====== PROVIDED DATA ======

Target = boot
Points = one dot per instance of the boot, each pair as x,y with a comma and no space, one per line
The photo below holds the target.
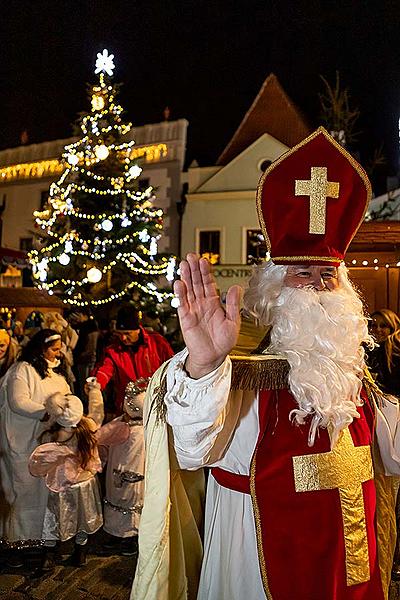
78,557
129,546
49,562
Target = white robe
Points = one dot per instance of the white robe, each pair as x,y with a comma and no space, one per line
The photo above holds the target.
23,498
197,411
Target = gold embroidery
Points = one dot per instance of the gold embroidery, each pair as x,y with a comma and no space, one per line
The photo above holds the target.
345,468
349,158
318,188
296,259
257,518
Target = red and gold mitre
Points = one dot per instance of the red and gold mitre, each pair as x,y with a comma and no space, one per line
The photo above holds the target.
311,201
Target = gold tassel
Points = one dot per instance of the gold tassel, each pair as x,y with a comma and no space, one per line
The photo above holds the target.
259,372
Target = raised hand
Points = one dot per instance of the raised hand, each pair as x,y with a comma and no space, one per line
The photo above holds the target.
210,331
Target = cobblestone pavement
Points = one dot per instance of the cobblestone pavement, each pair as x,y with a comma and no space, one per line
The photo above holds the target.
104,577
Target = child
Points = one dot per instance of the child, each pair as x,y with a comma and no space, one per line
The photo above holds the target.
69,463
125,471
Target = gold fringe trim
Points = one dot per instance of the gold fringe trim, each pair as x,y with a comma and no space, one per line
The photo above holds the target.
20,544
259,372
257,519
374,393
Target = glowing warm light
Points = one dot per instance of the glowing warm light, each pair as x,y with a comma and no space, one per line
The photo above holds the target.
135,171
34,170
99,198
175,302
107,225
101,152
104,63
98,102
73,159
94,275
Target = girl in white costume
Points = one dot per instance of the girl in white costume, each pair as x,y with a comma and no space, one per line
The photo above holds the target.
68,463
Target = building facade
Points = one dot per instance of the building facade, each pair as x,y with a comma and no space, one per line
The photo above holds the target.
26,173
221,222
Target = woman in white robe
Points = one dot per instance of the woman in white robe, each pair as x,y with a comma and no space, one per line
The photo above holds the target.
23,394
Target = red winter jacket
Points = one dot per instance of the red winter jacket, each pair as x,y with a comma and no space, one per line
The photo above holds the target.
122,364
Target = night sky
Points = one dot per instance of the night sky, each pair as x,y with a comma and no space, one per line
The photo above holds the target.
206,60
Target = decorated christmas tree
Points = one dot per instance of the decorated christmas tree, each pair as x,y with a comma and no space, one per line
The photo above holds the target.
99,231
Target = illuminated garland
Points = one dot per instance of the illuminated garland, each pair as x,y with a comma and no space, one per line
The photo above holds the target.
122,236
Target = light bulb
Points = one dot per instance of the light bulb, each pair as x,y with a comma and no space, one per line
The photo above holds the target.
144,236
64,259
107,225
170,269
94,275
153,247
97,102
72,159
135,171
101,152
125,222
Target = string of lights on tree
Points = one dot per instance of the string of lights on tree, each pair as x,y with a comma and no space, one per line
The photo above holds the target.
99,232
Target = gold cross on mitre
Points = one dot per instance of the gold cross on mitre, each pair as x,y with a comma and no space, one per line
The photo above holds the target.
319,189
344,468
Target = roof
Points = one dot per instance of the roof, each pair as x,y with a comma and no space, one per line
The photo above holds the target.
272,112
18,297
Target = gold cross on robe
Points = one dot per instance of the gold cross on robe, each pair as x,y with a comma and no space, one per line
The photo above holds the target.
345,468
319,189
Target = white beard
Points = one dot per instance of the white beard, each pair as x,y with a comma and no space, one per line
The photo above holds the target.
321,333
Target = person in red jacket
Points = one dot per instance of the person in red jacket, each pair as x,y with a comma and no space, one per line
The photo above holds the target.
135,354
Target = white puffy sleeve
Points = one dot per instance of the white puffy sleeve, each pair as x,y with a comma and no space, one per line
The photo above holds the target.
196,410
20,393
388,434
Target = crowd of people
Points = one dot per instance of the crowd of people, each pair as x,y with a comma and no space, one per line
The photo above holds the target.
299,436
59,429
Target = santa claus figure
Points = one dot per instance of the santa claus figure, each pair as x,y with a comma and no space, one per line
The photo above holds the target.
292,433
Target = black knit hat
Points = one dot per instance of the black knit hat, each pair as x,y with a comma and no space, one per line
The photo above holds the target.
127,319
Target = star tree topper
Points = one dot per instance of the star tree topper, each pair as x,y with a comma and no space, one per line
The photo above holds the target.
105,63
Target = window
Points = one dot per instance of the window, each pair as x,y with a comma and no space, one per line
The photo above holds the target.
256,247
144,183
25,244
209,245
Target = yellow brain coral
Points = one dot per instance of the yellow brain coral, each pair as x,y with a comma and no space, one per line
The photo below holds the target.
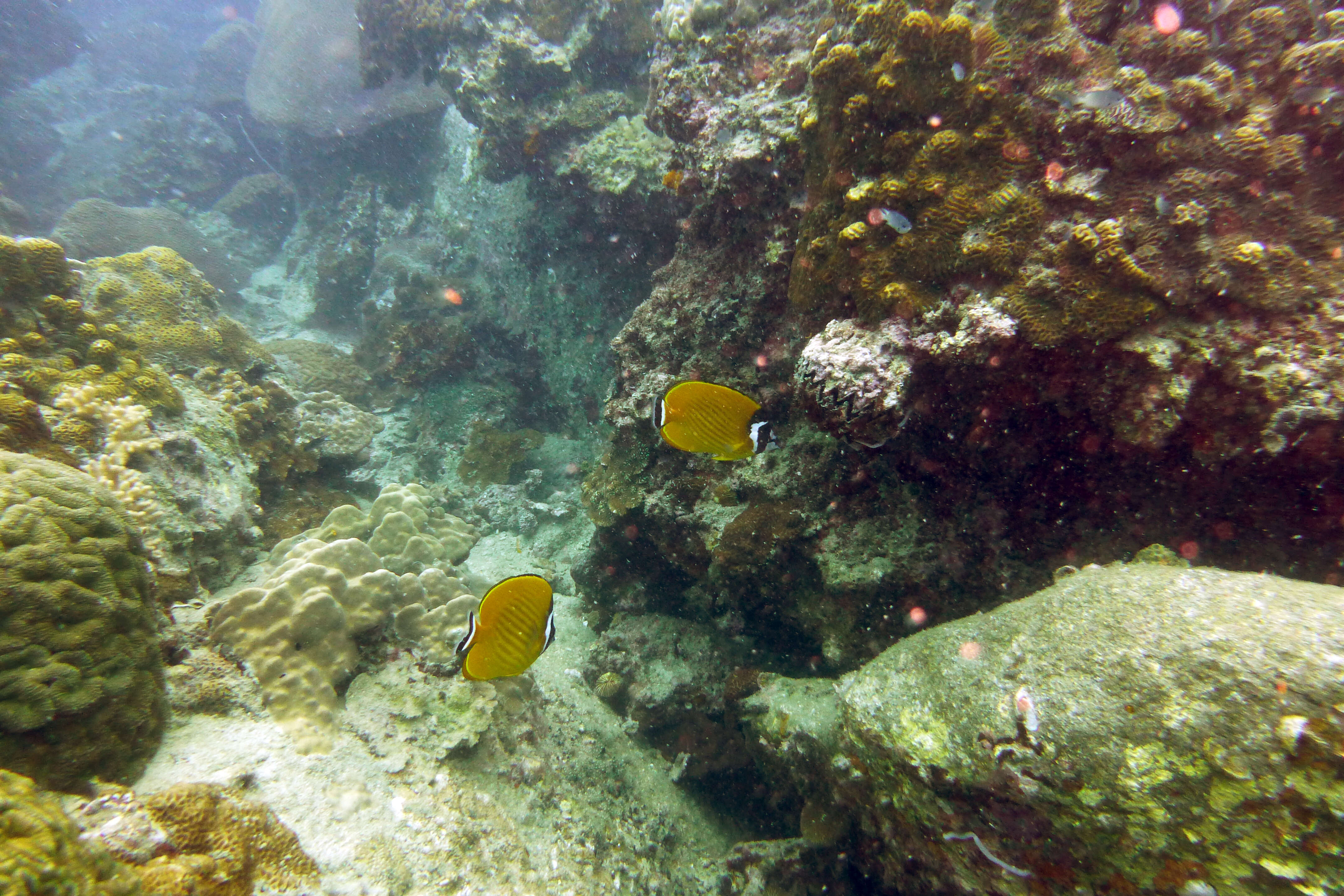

======

◆ **WHAT IS BEING ASKED**:
Restate the whole of the material word for word without the pictures.

◆ **RESULT**:
Target = boot
Points = one dot per instance of the boot, each pair as x,y with a comma and no space, one per line
The photo below holds the target.
78,557
129,546
49,562
Target = white robe
Points = one dot per instance of the white robe, each pair as x,y with a comma and no space, one per line
The photo above holds the target.
23,498
197,411
Target = gold embroidery
Points = one dot per instance of the gold embroidery, each pair as x,y with a comma and no space, one per line
The photo above holds the target.
345,468
349,158
318,188
296,259
257,518
Target = red and gold mitre
Points = one dot per instance of the red and gold mitre, each pair as x,y with a comma and no space, one per line
The photo above holds the target.
311,201
Target = gold tassel
Points = one dot per instance of the gold tassel, each pair as x,y with a comma and no space, one per line
The photo above holds the target.
259,372
Target = raised hand
Points = one dot per instance of the raised hand, each pair as x,y with a comma and no space, one per line
The photo above holds the target.
210,331
Target = cobblestone pavement
Points = one dot per instance of the cobblestone pavement, each pair as x,y with a comma and no space, one per line
The photo above holds the target.
104,577
Target = child
Points = one dot per instance of the child, each pair as x,y with a comma and no space, one per line
The photo above holds the target.
69,463
125,471
Target = gold fringe trim
Points = one dot per instance of the gold fringe trim, each pair as x,y with a comma and no space, one per line
The photo above holds the target.
20,544
259,372
257,519
374,393
Target = glowing warm light
Points = one dot per instance of the glowing warm light, each pair as x,y with a comma and no space, one per line
The photo above holds the target.
135,171
34,170
99,198
175,302
107,225
101,152
104,63
98,102
73,159
94,275
Target = girl in white costume
Points = one dot per instance of the girl in white costume, each pair as x,y with a comma and no space, one per line
The photo above holds the target.
68,463
Target = building facade
Points = one dot per instance of the building facade, each pair as x,y with a comma and no space, one per line
The photo above holds the target.
26,173
221,222
Target = woman in white robe
Points = one dot per instance of the woman in white robe, each pair as x,y with a comma and no space, one per line
The photo above holds the target.
23,394
Target = red winter jacket
Points = one dot per instance of the red winter jacket, each pair as x,y with a comma and no space, one per line
The photo above holds the target.
122,364
Target = night sky
Points = one dot per instance of the night sky, each pair as x,y with a comma and no space, one per line
The photo above holds the target.
206,60
Target = decorated christmas tree
Points = one dot per instance of the decorated christmas tree, each pair as x,y with a comma and no space, one per line
The photo above holds the target.
99,231
Target = illuminated garland
Points = one dot per instance of the illuminated garland, each pair as x,y with a comma and no space, one per line
The photo above holds the target.
122,236
Target = light bulb
Points = one dot per instance of the light bulb, each pair as x,y with a comma and no space, one per line
The photo above holds the target.
144,236
64,259
107,225
170,269
94,275
153,247
97,102
72,159
135,171
101,152
125,222
Target = string of lights on tree
Points = one dot per instance of the string of lights on tree, each pair as x,y with a comma and no space, one per line
The photo above holds the target.
99,232
Target = gold cross on mitre
Points = one dot per instance of the gold cross on mitre, each pair as x,y with a comma and no space, one per line
The photo above holds the target.
319,189
344,468
Target = roof
Points = one dot per instance of the roof, each pair as x,y with a comma and no space, one per line
The photo above holds the target.
272,112
18,297
Target = gold cross on robe
Points = one dot per instance of the gold cross on robe, each pair as x,y with a comma and no space, one per line
The photo above holds the target.
345,468
319,189
Target = white beard
Points = one dot per instance of the white beard, each pair as x,y with a comma and no space, one per line
The photo above holds the target.
321,333
Target = person in red jacket
Points = one dot per instance of the person in red jacket, each pair as x,y with a comma and no space, one per line
The photo above holds the target.
135,354
Target = white puffy sleeve
Points = one dot per instance of the white puffy sleeve, each pair as x,y with a comma and no space, one per line
The photo above holds the target.
196,410
20,393
388,434
Target = crowd of people
Points = one dot per instance of the crowd of people, each pair as x,y with a comma and no space, one per line
The photo above holds the target.
299,436
59,429
Target = santa claus figure
Points = one dot per instance of the santa claus figure, each pair as x,y with a comma and no space, one per line
The photo above holds the target.
292,433
Target = black knit hat
Points = one dot per instance of the black knit hat, each pair as x,y with a comma and no space, one per line
The photo above holds the target.
127,319
Target = star tree topper
Points = one dot per instance of the star tree topper, each pair as x,y with a comma and no space, one per line
The photo above holds the target.
105,63
Target = window
Points = one dot per instance of the window, each pair as x,y with a comma and no space, one per line
The photo above holds the target.
256,247
144,183
25,244
209,245
Target = yellow brain coral
Points = one dot per instance of the yellow brain coral, each pair as x,y with a comma and no space, one per line
The photo below holds the target.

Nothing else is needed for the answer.